## Directions for this task
List each line of the entries below that contains the word "every".

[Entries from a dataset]
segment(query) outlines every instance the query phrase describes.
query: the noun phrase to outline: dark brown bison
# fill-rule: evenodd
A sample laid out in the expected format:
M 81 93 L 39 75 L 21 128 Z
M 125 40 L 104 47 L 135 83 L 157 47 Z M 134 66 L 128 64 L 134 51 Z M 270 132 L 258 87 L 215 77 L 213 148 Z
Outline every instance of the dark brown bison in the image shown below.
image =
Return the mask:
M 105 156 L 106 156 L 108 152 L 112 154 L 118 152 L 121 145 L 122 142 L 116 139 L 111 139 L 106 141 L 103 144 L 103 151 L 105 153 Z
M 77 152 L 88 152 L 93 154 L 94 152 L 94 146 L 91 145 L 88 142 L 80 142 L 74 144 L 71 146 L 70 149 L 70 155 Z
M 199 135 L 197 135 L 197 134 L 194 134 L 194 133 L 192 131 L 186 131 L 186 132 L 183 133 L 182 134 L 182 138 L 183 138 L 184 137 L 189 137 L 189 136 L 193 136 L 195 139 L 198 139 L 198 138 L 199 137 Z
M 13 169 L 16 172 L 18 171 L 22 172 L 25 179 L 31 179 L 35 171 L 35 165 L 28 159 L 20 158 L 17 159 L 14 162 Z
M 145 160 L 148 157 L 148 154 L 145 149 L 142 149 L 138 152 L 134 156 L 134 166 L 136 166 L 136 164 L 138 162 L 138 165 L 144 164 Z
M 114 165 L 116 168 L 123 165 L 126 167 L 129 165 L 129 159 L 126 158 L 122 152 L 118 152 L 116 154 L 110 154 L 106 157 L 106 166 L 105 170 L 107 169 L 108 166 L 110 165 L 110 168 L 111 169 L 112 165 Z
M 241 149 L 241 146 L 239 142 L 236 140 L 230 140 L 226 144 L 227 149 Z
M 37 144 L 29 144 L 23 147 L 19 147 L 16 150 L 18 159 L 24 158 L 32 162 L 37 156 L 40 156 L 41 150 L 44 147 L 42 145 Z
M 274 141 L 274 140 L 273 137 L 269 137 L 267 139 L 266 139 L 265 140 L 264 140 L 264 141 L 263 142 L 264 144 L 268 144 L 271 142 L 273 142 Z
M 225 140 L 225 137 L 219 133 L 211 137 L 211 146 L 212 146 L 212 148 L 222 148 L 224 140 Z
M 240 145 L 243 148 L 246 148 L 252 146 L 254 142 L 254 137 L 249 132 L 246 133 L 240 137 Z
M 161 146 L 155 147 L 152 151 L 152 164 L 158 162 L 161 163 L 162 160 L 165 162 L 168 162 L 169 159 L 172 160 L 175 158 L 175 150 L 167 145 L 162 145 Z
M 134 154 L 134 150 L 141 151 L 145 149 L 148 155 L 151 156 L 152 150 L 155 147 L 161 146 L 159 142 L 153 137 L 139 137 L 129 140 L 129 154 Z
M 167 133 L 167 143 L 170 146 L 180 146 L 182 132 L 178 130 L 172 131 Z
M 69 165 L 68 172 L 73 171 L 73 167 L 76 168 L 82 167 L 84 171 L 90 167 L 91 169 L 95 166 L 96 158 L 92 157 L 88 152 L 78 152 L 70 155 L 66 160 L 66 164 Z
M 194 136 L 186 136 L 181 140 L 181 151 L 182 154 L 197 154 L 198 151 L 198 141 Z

## Response below
segment(query) outlines every instance the query phrase describes.
Outline every instance of the dark brown bison in the image shown below.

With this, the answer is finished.